[Stated exercise]:
Could you reproduce every one of the records below word for word, leaving out the pictures?

[Excerpted records]:
::::::

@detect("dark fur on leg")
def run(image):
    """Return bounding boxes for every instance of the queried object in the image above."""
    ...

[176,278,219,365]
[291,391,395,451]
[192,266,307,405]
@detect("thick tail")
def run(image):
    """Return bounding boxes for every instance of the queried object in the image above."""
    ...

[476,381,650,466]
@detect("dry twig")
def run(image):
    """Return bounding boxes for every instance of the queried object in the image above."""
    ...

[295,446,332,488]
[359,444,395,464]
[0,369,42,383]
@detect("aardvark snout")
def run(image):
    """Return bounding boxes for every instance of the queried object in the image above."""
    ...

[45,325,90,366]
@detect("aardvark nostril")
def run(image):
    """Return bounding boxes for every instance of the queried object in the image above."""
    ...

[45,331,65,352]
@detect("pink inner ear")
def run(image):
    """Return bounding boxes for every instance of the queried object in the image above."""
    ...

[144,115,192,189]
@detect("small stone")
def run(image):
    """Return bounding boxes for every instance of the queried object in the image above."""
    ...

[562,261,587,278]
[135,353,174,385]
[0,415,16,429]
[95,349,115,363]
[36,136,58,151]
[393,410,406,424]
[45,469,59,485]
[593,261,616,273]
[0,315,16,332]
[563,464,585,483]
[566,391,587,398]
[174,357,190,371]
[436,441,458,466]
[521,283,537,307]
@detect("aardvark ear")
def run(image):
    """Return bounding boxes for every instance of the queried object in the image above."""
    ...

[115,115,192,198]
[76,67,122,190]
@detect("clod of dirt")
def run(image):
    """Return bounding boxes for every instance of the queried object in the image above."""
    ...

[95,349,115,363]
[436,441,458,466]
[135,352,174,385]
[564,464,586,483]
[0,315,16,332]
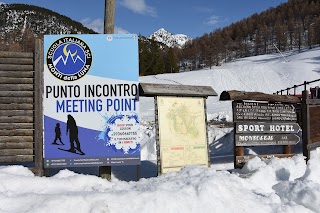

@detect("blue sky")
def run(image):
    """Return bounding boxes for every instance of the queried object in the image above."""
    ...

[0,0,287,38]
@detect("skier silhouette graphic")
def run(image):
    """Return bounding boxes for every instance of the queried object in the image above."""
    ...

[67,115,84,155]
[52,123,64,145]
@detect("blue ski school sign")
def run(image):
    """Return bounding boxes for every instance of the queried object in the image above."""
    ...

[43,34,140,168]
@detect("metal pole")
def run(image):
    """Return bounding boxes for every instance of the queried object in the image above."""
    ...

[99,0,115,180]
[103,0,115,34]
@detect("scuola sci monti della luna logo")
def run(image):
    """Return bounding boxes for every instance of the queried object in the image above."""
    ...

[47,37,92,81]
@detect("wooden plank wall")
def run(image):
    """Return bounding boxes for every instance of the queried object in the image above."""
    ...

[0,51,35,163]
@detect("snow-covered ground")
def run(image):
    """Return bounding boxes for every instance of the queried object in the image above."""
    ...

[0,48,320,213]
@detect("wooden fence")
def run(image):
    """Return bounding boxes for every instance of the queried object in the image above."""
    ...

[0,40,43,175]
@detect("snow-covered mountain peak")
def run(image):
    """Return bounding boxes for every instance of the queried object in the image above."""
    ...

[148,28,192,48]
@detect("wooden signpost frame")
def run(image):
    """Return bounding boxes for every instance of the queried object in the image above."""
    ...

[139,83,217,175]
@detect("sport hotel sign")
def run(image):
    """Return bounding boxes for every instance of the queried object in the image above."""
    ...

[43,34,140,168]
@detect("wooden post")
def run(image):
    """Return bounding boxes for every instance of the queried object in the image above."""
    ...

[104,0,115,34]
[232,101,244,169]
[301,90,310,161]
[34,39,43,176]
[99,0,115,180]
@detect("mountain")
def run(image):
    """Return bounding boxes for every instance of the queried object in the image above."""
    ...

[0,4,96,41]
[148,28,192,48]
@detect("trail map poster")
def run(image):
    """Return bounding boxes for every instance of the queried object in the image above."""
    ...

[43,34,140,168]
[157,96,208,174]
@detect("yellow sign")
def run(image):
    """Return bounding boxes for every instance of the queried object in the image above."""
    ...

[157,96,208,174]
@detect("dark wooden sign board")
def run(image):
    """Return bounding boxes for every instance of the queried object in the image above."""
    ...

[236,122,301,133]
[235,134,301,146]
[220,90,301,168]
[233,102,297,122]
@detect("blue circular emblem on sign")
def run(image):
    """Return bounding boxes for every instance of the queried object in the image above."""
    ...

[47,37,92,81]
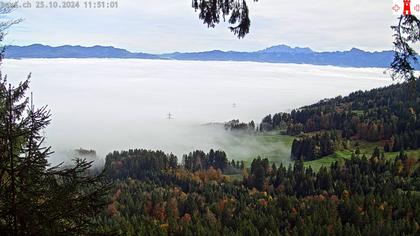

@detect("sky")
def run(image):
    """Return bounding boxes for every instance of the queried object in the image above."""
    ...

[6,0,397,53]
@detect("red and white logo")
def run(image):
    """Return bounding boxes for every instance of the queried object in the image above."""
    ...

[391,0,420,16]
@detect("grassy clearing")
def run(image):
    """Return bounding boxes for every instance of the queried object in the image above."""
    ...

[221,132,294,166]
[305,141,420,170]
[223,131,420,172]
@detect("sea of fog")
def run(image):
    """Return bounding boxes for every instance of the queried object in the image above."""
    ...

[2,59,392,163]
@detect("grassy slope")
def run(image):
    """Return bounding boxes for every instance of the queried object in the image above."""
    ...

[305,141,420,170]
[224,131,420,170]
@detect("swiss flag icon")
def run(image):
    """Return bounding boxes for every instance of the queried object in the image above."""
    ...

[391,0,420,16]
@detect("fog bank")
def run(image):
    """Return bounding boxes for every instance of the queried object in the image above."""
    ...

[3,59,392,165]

::::::

[Correct response]:
@detect("dark fur on leg")
def run(image):
    """Return bounding boxes for every instance of the queried object in the image above."""
    ...

[176,278,219,365]
[291,391,395,451]
[192,266,307,405]
@detect("thick tail")
def run(image):
    """Return bounding boxes for every instance of the queried object in the image above."""
    ...

[476,381,650,466]
@detect("dry twig")
def run(image):
    """Return bounding boxes for every instance of the queried object in the image above."""
    ...

[295,446,332,488]
[359,444,395,464]
[0,369,42,383]
@detect("aardvark snout")
def run(image):
    """Return bounding boxes for every instance of the queried object in the image above."""
    ...

[45,325,90,366]
@detect("aardvark nostril")
def run(image):
    """Return bounding boxes for every instance of the queried object in the image above."""
    ...

[45,331,65,352]
@detect("pink inner ear")
def run(image):
    """Return bounding boxes for every instance of the queried object in the image above."""
    ...

[144,115,192,189]
@detect("small stone")
def run(image):
    """Return bounding boxes for every instance of the queried object in the image above."""
    ...

[562,261,587,278]
[135,353,174,385]
[0,415,16,429]
[95,349,115,363]
[36,136,58,151]
[393,410,406,424]
[45,469,59,485]
[593,261,616,273]
[0,315,16,332]
[563,464,585,483]
[566,391,587,398]
[174,357,190,371]
[436,441,458,466]
[521,283,537,307]
@detect("aardvark ear")
def run(image):
    """Return bounding boxes for every instance of the queried object in the image above."""
    ...

[115,115,192,198]
[76,67,122,190]
@detect("clod of dirt")
def run(image):
    """Return bounding boxes for every instance of the queried object in the image above."""
    ...

[95,349,115,363]
[436,441,458,466]
[135,352,174,385]
[564,464,586,483]
[0,315,16,332]

@detect("blue sky")
def run(image):
    """Return bounding boxes for every instance of the queried object in the image above."""
    ...

[0,0,287,38]
@detect("skier silhouette graphic")
def run(image):
    """Return bounding boxes for every instance of the queried object in the image above."""
    ...

[67,115,84,155]
[52,123,64,145]
@detect("blue ski school sign")
def run(image):
    """Return bounding boxes for every instance of the queried object in the image above."""
    ...

[43,34,140,168]
@detect("metal pole")
def run(image):
    """Return bounding boxes for every instance of the queried object in the image above."""
    ...

[99,0,115,180]
[103,0,115,34]
@detect("scuola sci monti della luna logo")
def run(image):
    """Return bounding boxes for every instance of the queried object in the image above."""
    ...

[47,37,92,81]
@detect("wooden plank wall")
def run(image):
    """Return bounding boxes for every instance of the queried object in the image above."""
    ...

[0,51,35,163]
@detect("snow-covered ground")
def run(image):
    """Return bounding boxes for every instance of the queried object in the image above."""
    ...

[0,48,320,213]
@detect("wooden fence")
def run(image):
    """Return bounding boxes for every instance of the queried object in the image above."""
    ...

[0,40,43,175]
@detect("snow-covered mountain peak")
def run(image):
    """Return bounding boxes for every instance of the queried object in the image above."""
    ...

[148,28,192,48]
@detect("wooden signpost frame")
def run(image):
    """Return bounding boxes for every instance of the queried object in the image above."""
    ...

[139,83,217,175]
@detect("sport hotel sign")
def run(image):
    """Return bounding boxes for every instance of the queried object in the image above."""
    ...

[43,34,140,168]
@detect("wooden post")
def run(image):
    """Return bounding boxes for every instance of the queried object in the image above."""
    ...

[104,0,115,34]
[232,101,244,169]
[301,90,310,161]
[34,39,43,176]
[99,0,115,180]
@detect("mountain")
def run(image):
    """Return bounding boxes for every instance of the queried object in the image above."""
    ...

[0,4,96,41]
[148,28,192,48]
@detect("trail map poster")
def run(image):
    """Return bounding boxes for every instance of the queried object in the image above."""
    ...

[43,34,140,168]
[157,96,208,174]
@detect("yellow sign")
def run(image):
    """Return bounding boxes for every instance of the queried object in the image above."""
    ...

[157,96,208,174]
@detect("dark wooden sign board")
def run(image):
    """Return bounding boxes for every instance of the queried object in the image above."""
    ...

[236,122,301,133]
[235,134,301,146]
[220,90,301,168]
[233,102,297,122]
@detect("blue circular emblem on sign")
def run(image):
    """Return bounding boxes for every instance of the queried object in the image above."""
    ...

[47,37,92,81]

@detect("sky")
def run(image):
    """Return bounding boxes for every instance of the queried object in the image above."""
    ...

[6,0,397,53]
@detect("red and white logo")
def run(image):
    """Return bounding boxes for every instance of the queried object in the image above."""
    ...

[391,0,420,16]
@detect("grassy clearing")
def run(image):
    """Return bounding boxes for every instance of the queried object in the image above."""
    ...

[221,132,294,166]
[305,141,420,170]
[223,131,420,172]
@detect("sea of fog")
def run(image):
    """Return bounding boxes for every instance of the queried object in the image above."""
    ...

[2,59,392,163]
@detect("grassy slope")
def run(image):
    """Return bounding boxes for every instance of the queried object in the image above."""
    ...

[305,141,420,170]
[224,131,420,170]
@detect("swiss flag icon")
def run(image):
    """Return bounding boxes for every instance of the queried object in the image above."""
    ...

[391,0,420,16]
@detect("fog bank")
def run(image):
    """Return bounding boxes for every instance of the queried object in the image above."""
    ...

[3,59,392,165]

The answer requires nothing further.